» EXERCISE BRIEF: Your reply should consist only of the lines from the one holding "Could you please indicate the gray" to the last line of the data below, written out exactly and without pictures.

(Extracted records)
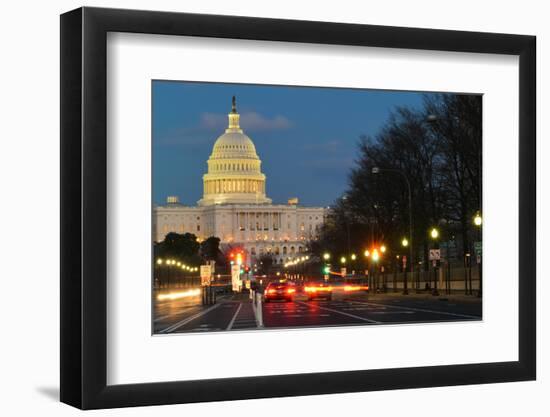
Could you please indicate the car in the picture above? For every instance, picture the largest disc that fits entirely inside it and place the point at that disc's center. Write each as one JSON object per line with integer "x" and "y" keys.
{"x": 279, "y": 291}
{"x": 318, "y": 290}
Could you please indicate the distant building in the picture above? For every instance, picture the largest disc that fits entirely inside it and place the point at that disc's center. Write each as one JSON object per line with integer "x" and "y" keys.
{"x": 235, "y": 207}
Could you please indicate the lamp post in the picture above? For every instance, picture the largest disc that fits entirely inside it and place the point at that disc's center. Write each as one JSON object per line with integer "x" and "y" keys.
{"x": 434, "y": 234}
{"x": 405, "y": 243}
{"x": 477, "y": 222}
{"x": 345, "y": 199}
{"x": 377, "y": 170}
{"x": 375, "y": 259}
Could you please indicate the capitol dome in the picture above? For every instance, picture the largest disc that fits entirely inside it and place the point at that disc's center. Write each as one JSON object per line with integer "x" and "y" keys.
{"x": 234, "y": 169}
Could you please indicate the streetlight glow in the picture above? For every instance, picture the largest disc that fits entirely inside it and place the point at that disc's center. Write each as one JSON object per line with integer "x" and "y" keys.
{"x": 477, "y": 219}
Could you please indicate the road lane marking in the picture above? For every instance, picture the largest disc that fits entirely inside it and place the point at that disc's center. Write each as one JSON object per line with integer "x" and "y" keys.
{"x": 422, "y": 310}
{"x": 189, "y": 319}
{"x": 345, "y": 314}
{"x": 234, "y": 317}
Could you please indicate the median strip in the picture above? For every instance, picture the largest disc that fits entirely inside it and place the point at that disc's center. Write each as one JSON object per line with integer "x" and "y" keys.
{"x": 421, "y": 310}
{"x": 234, "y": 317}
{"x": 344, "y": 314}
{"x": 189, "y": 319}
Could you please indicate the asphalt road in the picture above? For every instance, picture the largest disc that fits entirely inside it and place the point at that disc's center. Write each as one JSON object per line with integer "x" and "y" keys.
{"x": 235, "y": 312}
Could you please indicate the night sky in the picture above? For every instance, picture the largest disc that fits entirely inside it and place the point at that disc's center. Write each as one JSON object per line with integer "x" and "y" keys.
{"x": 306, "y": 137}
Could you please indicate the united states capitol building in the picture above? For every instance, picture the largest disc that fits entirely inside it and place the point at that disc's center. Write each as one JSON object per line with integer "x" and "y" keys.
{"x": 235, "y": 206}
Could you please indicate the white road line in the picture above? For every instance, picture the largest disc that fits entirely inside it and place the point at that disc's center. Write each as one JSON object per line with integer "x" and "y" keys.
{"x": 170, "y": 315}
{"x": 189, "y": 319}
{"x": 345, "y": 314}
{"x": 234, "y": 317}
{"x": 422, "y": 310}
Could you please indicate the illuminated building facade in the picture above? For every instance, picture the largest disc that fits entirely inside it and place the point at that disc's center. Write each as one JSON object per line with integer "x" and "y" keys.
{"x": 235, "y": 207}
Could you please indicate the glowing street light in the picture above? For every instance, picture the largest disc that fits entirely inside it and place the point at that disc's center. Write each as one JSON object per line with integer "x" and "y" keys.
{"x": 477, "y": 219}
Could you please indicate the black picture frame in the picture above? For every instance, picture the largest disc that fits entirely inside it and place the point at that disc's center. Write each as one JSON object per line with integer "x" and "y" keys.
{"x": 84, "y": 207}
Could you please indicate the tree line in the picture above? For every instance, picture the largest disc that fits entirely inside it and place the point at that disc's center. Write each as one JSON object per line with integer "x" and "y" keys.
{"x": 437, "y": 147}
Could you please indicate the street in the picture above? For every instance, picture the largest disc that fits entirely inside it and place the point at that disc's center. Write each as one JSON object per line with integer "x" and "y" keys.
{"x": 236, "y": 312}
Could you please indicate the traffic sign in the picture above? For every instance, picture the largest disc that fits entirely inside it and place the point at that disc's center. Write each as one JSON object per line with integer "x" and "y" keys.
{"x": 206, "y": 274}
{"x": 236, "y": 278}
{"x": 435, "y": 254}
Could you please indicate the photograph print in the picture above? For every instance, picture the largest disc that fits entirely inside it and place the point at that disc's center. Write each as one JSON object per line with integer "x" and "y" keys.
{"x": 281, "y": 207}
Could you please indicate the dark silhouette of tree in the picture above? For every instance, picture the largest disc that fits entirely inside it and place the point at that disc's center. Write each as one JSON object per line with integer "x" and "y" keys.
{"x": 210, "y": 248}
{"x": 183, "y": 247}
{"x": 438, "y": 149}
{"x": 265, "y": 264}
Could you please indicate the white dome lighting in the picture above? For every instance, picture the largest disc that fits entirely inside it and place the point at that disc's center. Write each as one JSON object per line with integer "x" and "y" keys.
{"x": 234, "y": 169}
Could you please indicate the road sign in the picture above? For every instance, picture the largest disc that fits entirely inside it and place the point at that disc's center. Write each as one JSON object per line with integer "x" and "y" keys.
{"x": 477, "y": 248}
{"x": 435, "y": 254}
{"x": 206, "y": 274}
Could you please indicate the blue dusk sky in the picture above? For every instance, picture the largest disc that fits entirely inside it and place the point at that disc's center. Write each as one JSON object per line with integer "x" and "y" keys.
{"x": 306, "y": 137}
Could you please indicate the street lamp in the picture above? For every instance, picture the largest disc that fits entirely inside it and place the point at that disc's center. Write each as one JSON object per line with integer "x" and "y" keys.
{"x": 478, "y": 222}
{"x": 434, "y": 233}
{"x": 477, "y": 219}
{"x": 377, "y": 170}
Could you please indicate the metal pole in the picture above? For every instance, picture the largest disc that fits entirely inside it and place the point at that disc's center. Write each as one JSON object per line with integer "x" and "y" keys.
{"x": 411, "y": 261}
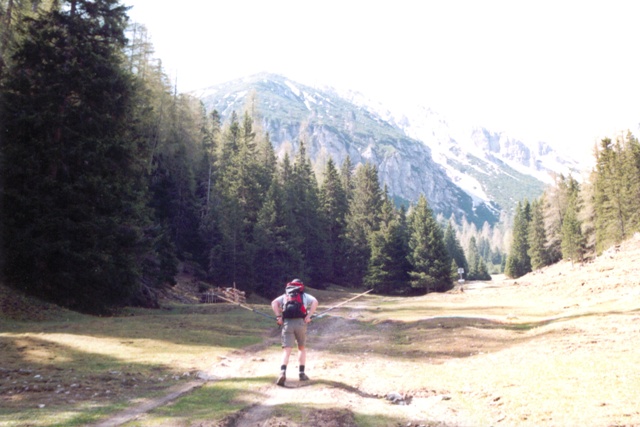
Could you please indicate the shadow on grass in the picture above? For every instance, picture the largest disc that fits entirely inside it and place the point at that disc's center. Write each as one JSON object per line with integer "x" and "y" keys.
{"x": 433, "y": 339}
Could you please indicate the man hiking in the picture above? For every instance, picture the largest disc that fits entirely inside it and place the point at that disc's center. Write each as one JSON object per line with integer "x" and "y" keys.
{"x": 293, "y": 310}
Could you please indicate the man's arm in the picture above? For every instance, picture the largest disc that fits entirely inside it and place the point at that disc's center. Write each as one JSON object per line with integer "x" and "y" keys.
{"x": 277, "y": 310}
{"x": 311, "y": 310}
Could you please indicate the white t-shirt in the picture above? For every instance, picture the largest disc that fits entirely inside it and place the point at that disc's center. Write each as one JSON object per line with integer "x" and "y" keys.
{"x": 307, "y": 300}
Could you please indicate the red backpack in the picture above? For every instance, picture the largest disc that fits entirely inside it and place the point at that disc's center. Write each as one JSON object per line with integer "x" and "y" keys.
{"x": 294, "y": 301}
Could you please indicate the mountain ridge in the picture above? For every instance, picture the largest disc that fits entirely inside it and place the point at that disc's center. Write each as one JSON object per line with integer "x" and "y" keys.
{"x": 416, "y": 151}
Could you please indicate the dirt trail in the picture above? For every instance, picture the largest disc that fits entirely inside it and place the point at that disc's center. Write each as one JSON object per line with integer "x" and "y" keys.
{"x": 556, "y": 348}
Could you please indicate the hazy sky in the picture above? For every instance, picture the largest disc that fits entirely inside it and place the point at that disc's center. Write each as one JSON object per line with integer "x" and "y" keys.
{"x": 566, "y": 72}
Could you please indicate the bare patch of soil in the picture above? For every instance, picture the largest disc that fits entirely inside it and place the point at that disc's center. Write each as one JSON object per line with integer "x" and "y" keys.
{"x": 557, "y": 347}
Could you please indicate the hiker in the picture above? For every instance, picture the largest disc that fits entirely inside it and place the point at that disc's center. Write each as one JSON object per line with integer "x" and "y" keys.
{"x": 293, "y": 311}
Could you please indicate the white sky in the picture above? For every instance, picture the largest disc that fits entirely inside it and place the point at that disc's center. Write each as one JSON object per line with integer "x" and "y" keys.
{"x": 563, "y": 71}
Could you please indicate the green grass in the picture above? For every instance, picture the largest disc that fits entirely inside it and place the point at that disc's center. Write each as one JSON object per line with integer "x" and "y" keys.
{"x": 90, "y": 367}
{"x": 211, "y": 402}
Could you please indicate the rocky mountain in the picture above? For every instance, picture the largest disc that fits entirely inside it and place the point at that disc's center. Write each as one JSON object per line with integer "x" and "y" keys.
{"x": 472, "y": 172}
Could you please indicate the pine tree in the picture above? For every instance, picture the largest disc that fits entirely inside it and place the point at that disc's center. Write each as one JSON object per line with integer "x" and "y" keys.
{"x": 304, "y": 200}
{"x": 363, "y": 220}
{"x": 572, "y": 239}
{"x": 388, "y": 269}
{"x": 430, "y": 261}
{"x": 277, "y": 255}
{"x": 518, "y": 261}
{"x": 73, "y": 205}
{"x": 454, "y": 248}
{"x": 334, "y": 206}
{"x": 473, "y": 256}
{"x": 537, "y": 237}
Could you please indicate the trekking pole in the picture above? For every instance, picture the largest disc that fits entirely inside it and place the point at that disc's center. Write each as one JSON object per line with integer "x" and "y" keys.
{"x": 318, "y": 316}
{"x": 246, "y": 307}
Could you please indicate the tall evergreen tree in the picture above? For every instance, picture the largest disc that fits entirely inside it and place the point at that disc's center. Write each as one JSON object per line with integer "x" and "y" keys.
{"x": 537, "y": 237}
{"x": 428, "y": 254}
{"x": 454, "y": 248}
{"x": 518, "y": 261}
{"x": 363, "y": 219}
{"x": 73, "y": 201}
{"x": 278, "y": 256}
{"x": 334, "y": 206}
{"x": 388, "y": 269}
{"x": 572, "y": 238}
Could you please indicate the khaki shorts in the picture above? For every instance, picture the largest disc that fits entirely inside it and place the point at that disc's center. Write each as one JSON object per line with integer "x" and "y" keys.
{"x": 294, "y": 330}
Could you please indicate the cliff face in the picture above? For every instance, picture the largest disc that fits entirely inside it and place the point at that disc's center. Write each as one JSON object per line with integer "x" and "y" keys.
{"x": 415, "y": 153}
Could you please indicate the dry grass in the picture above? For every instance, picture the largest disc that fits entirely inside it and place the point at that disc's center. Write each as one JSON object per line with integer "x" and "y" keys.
{"x": 555, "y": 348}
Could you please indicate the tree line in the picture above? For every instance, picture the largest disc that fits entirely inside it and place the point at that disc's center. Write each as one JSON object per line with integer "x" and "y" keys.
{"x": 576, "y": 221}
{"x": 111, "y": 180}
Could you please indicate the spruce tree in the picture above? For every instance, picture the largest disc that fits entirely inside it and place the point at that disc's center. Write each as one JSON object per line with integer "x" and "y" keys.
{"x": 334, "y": 206}
{"x": 572, "y": 238}
{"x": 518, "y": 261}
{"x": 278, "y": 257}
{"x": 363, "y": 220}
{"x": 388, "y": 268}
{"x": 537, "y": 237}
{"x": 430, "y": 261}
{"x": 454, "y": 248}
{"x": 73, "y": 200}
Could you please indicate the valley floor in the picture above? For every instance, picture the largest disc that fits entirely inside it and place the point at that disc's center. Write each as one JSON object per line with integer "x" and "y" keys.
{"x": 554, "y": 348}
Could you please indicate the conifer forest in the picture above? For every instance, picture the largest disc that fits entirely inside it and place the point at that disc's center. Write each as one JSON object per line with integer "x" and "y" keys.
{"x": 111, "y": 181}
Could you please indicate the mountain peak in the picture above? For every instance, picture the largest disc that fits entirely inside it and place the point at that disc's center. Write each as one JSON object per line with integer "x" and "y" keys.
{"x": 463, "y": 171}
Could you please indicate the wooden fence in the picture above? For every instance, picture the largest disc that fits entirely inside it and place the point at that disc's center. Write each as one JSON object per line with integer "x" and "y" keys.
{"x": 233, "y": 294}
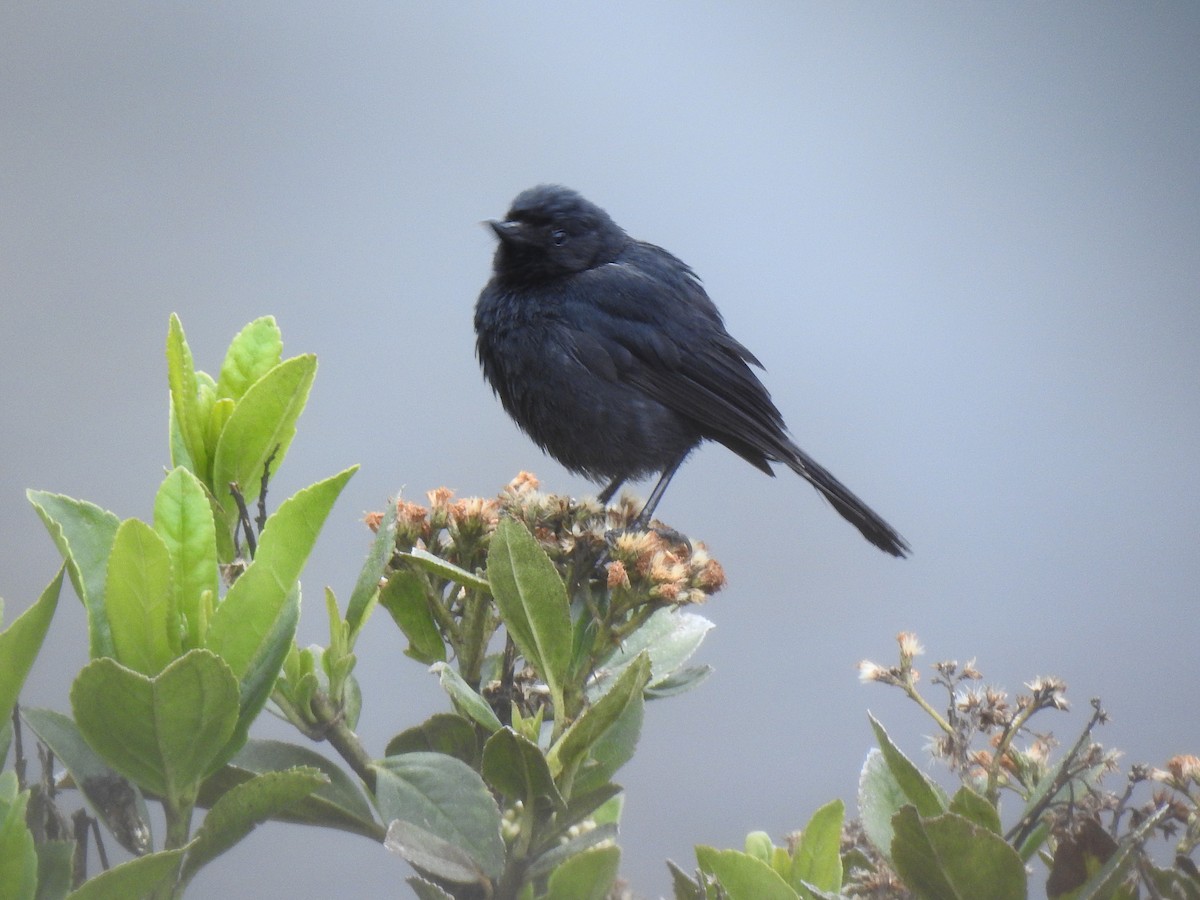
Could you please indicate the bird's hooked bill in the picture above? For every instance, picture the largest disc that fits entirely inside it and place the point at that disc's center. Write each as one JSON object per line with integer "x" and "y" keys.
{"x": 509, "y": 232}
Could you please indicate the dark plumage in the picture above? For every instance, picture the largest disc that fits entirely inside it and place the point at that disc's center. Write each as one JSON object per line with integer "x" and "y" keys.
{"x": 607, "y": 352}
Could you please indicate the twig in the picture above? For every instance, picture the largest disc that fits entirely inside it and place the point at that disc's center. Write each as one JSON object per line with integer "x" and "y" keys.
{"x": 244, "y": 523}
{"x": 1019, "y": 833}
{"x": 261, "y": 521}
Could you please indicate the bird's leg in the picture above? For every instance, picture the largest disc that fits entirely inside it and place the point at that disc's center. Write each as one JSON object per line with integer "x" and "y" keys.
{"x": 643, "y": 517}
{"x": 611, "y": 490}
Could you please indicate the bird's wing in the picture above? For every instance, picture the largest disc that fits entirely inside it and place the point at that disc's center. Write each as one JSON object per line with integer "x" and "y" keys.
{"x": 659, "y": 330}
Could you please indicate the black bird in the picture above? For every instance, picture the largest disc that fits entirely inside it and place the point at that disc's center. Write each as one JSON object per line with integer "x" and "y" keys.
{"x": 607, "y": 352}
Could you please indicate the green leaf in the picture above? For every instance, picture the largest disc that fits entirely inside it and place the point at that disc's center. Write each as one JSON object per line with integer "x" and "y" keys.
{"x": 532, "y": 600}
{"x": 115, "y": 802}
{"x": 760, "y": 846}
{"x": 517, "y": 769}
{"x": 252, "y": 353}
{"x": 433, "y": 855}
{"x": 586, "y": 876}
{"x": 678, "y": 682}
{"x": 817, "y": 858}
{"x": 18, "y": 856}
{"x": 263, "y": 423}
{"x": 976, "y": 808}
{"x": 135, "y": 879}
{"x": 592, "y": 804}
{"x": 84, "y": 535}
{"x": 948, "y": 857}
{"x": 573, "y": 748}
{"x": 337, "y": 803}
{"x": 243, "y": 808}
{"x": 467, "y": 700}
{"x": 54, "y": 869}
{"x": 743, "y": 876}
{"x": 880, "y": 797}
{"x": 183, "y": 517}
{"x": 1104, "y": 881}
{"x": 366, "y": 588}
{"x": 684, "y": 886}
{"x": 450, "y": 571}
{"x": 456, "y": 823}
{"x": 403, "y": 598}
{"x": 167, "y": 732}
{"x": 613, "y": 749}
{"x": 670, "y": 636}
{"x": 565, "y": 847}
{"x": 21, "y": 643}
{"x": 138, "y": 599}
{"x": 924, "y": 795}
{"x": 427, "y": 889}
{"x": 185, "y": 399}
{"x": 442, "y": 733}
{"x": 253, "y": 627}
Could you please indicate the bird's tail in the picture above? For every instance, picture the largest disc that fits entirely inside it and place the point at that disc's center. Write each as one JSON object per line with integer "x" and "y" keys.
{"x": 852, "y": 509}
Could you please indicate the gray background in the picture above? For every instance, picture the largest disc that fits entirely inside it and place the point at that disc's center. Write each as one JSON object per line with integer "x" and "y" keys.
{"x": 965, "y": 240}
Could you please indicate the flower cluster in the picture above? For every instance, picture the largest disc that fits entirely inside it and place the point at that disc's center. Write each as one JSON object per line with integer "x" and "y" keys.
{"x": 655, "y": 567}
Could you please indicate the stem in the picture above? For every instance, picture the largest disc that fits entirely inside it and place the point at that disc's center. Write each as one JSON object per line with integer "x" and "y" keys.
{"x": 910, "y": 688}
{"x": 345, "y": 741}
{"x": 475, "y": 619}
{"x": 179, "y": 826}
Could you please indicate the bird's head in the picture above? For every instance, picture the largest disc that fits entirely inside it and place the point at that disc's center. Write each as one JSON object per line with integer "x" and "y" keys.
{"x": 551, "y": 232}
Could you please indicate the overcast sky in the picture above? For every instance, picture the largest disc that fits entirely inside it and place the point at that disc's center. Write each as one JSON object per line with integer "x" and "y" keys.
{"x": 964, "y": 240}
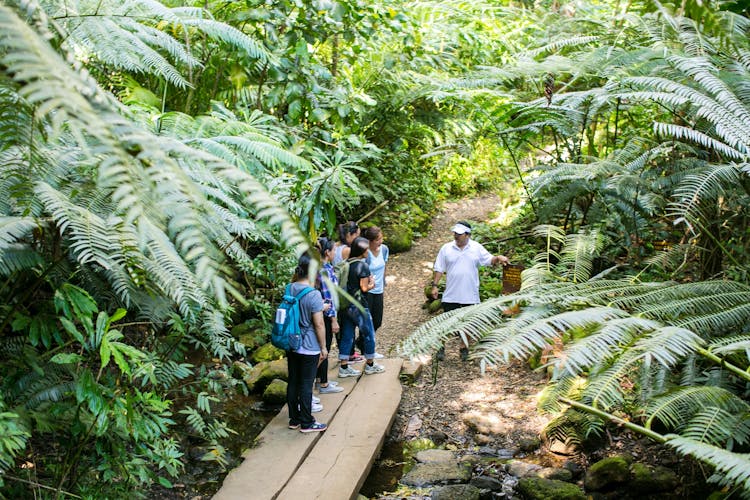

» EXERCISE OUTPUT:
Could you please indicate the gray background in the picture above? For every instance, picture the largest disc that fits entirely inside it and place the point at that disc's center. Write each as one JSON object per line with integer "x" and "y" keys.
{"x": 965, "y": 240}
Could you please indicate the flower cluster in the picture above? For every instance, picture the largest disc that fits entirely inside it and place the point at that disc's center. Write each as one JSON object per line with integer "x" and "y" keys.
{"x": 655, "y": 567}
Could you please indicate the stem in the picture above? For every instance, picture the largest disc that fits entirely inside it and place the point at that disc's center. Write each as one JSON object per line with integer "x" and "y" keys.
{"x": 910, "y": 688}
{"x": 345, "y": 741}
{"x": 475, "y": 619}
{"x": 179, "y": 826}
Could you please indicate the bird's head in the picture above? For every instance, picture the largest disc that fits entirely inside it and place the point at that disc's center. Write each as one JSON object per line with integer "x" and "y" keys.
{"x": 551, "y": 232}
Could you please indicate the overcast sky in the picture above? For every instance, picture the largest disc that fits entirely inside it and place the point at that disc's center. Write each as one JSON object per line with integer "x" and "y" keys.
{"x": 964, "y": 240}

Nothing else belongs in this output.